* DIRECTIVE 1
Please extract every line of the records below that contains the string "Draw", treating case as significant.

* READING PASSAGE

Wednesday, September 21, 2005

GEOGRAPHY: Staring at Houston: Does Lake Pontchartrain = Galveston Bay?

All we know right now that unless some sort of pool of frigid water bubbles up from the depths of the Gulf of Mexico, the hot surface water temperatures of the Gulf are going to maintain Hurricane Rita as a monster storm. Where ever Rita hits -- and my bets right now are on Brazoria or Galveston counties in Texas ... assuming the high pressure system that’s parked over the Southeast United States doesn’t do anything wacky in the next 72 hours -- it’s going to be bad. Look at what little-ole Tropical Storm Allison did to Houston in 2001 (above).

Some of the forecasts model take the eye of the storm to an area just to the southwest of Galveston. The closer the northeastern quadrant of the eye wall makes it to Galveston, the more devastating Rita will become. Just consider the geography. Behind Galveston sits Galveston Bay, and behind it the miles of bayous and low-lying swampy land that infiltrate Houston, Harris County, more than 5 million people and a 25-mile-long port complex that "is ranked first in the United States in foreign waterborne commerce, second in total tonnage, and sixth in the world." That’s right, more oil refineries that could be knocked off line for months to come ...

But let’s forget the oil and the economic consequences for just a second. Just as the Times-Picayune predicted a dire situation for New Orleans’ worst-case scenario, the Houston Chronicle too has considered its city's "Big One".

* PROVIDED ENTRIES
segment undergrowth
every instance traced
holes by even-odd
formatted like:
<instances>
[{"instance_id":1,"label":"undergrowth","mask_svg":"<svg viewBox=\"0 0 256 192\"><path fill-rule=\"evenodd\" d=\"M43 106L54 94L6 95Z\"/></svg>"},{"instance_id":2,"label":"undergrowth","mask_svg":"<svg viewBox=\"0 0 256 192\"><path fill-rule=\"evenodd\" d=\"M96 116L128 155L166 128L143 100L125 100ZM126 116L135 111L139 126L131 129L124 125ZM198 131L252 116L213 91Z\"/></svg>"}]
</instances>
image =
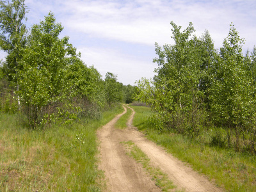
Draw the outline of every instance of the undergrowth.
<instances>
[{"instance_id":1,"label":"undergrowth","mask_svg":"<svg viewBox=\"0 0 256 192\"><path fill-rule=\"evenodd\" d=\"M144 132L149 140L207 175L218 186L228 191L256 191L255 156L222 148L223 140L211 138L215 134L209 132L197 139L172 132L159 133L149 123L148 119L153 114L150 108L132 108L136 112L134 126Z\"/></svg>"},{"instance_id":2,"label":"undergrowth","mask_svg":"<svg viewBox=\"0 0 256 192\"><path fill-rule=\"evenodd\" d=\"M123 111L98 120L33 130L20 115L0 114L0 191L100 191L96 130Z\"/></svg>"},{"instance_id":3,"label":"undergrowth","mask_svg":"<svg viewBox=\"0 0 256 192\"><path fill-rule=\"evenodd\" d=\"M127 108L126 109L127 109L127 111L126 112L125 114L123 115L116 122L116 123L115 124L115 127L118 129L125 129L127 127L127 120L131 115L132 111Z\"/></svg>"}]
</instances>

==

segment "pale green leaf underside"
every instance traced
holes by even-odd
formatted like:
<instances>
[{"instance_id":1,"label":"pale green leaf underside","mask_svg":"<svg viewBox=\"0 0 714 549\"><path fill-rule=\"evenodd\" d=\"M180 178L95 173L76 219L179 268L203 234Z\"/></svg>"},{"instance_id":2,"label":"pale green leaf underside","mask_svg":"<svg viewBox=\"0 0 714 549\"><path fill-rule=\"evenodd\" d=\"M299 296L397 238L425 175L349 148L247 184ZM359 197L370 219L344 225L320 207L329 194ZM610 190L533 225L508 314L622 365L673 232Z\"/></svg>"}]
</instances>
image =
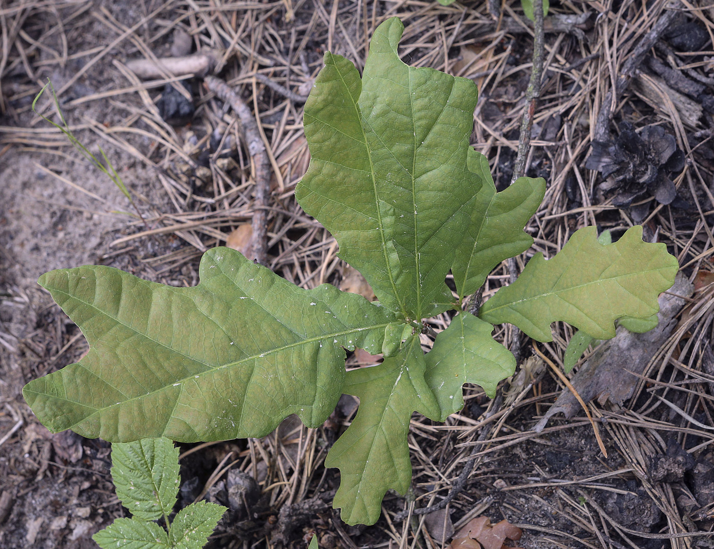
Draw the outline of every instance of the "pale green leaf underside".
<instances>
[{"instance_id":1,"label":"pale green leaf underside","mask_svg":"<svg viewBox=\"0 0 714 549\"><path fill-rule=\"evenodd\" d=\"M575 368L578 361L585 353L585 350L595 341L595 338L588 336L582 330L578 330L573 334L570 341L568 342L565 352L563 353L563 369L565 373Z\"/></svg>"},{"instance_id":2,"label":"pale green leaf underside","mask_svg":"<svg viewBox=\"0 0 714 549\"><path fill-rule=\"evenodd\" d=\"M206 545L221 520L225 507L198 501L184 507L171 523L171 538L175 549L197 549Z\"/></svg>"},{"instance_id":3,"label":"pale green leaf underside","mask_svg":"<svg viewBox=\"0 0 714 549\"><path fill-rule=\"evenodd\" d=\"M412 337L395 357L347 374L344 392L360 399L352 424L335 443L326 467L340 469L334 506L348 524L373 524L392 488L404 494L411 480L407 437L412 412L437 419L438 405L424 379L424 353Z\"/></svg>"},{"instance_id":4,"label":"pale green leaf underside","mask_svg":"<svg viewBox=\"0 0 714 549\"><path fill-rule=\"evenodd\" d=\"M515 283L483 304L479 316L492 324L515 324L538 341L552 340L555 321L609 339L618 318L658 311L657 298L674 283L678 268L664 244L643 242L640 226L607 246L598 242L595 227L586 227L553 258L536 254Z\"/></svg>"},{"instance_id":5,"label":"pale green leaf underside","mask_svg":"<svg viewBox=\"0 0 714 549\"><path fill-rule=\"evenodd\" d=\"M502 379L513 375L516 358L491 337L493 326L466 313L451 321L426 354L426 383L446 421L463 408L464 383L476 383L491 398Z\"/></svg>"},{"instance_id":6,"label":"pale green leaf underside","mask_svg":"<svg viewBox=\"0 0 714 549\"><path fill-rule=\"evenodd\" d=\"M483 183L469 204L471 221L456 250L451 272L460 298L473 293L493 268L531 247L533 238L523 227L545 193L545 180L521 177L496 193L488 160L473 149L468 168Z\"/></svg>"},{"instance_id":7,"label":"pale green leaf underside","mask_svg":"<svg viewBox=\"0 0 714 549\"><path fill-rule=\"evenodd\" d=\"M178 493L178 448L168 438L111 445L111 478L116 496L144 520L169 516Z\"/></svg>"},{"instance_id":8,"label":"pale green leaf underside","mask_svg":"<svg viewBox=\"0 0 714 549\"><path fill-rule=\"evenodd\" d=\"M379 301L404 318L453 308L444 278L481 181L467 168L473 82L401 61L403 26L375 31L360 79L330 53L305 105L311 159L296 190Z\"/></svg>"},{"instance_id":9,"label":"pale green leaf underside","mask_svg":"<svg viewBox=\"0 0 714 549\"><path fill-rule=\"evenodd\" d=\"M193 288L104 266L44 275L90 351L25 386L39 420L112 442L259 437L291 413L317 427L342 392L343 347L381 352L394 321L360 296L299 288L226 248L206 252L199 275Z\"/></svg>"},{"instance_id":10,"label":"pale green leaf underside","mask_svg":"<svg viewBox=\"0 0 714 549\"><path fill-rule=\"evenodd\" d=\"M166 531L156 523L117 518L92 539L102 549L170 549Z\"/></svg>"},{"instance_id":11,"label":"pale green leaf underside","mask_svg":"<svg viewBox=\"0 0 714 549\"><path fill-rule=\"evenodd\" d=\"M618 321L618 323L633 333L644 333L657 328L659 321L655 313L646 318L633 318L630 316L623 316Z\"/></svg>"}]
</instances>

* * *

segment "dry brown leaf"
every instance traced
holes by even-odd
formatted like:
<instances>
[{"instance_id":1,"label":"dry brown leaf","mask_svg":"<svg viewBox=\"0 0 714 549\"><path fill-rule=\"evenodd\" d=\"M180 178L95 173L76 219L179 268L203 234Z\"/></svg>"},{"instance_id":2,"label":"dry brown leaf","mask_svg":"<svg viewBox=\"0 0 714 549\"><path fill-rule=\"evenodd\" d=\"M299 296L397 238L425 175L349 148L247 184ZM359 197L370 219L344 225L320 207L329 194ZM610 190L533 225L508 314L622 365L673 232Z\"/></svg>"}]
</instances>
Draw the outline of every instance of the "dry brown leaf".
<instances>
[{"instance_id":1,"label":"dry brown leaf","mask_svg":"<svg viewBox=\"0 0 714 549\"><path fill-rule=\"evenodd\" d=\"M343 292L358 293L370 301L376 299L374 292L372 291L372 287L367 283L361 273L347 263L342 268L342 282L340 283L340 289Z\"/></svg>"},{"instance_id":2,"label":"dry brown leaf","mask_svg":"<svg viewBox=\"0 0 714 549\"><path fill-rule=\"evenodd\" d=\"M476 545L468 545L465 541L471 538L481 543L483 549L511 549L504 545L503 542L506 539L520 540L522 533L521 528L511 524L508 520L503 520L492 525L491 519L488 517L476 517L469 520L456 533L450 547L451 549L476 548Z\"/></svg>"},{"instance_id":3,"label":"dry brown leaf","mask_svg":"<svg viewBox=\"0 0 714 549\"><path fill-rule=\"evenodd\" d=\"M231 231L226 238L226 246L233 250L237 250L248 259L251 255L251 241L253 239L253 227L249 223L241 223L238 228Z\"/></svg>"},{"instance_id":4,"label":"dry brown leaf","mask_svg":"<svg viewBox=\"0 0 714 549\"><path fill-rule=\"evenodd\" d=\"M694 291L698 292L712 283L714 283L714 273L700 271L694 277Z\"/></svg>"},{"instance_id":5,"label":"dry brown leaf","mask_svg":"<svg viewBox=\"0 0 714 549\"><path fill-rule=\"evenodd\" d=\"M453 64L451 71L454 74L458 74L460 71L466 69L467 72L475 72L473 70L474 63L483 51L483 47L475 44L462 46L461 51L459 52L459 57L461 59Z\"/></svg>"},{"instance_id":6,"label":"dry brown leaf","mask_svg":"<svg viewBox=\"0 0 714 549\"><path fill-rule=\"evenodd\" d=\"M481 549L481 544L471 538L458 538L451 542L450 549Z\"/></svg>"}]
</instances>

* DIRECTIVE 2
Repeat word for word the part of the Hurricane Rita post above that begins at "Wednesday, September 21, 2005" and stops after "in 2001 (above).".

* FULL ANSWER 1
Draw the outline of every instance of the undergrowth.
Draw the outline of every instance of the "pale green leaf underside".
Draw the outline of every instance of the "dry brown leaf".

* FULL ANSWER 2
Wednesday, September 21, 2005

GEOGRAPHY: Staring at Houston: Does Lake Pontchartrain = Galveston Bay?

All we know right now that unless some sort of pool of frigid water bubbles up from the depths of the Gulf of Mexico, the hot surface water temperatures of the Gulf are going to maintain Hurricane Rita as a monster storm. Where ever Rita hits -- and my bets right now are on Brazoria or Galveston counties in Texas ... assuming the high pressure system that’s parked over the Southeast United States doesn’t do anything wacky in the next 72 hours -- it’s going to be bad. Look at what little-ole Tropical Storm Allison did to Houston in 2001 (above).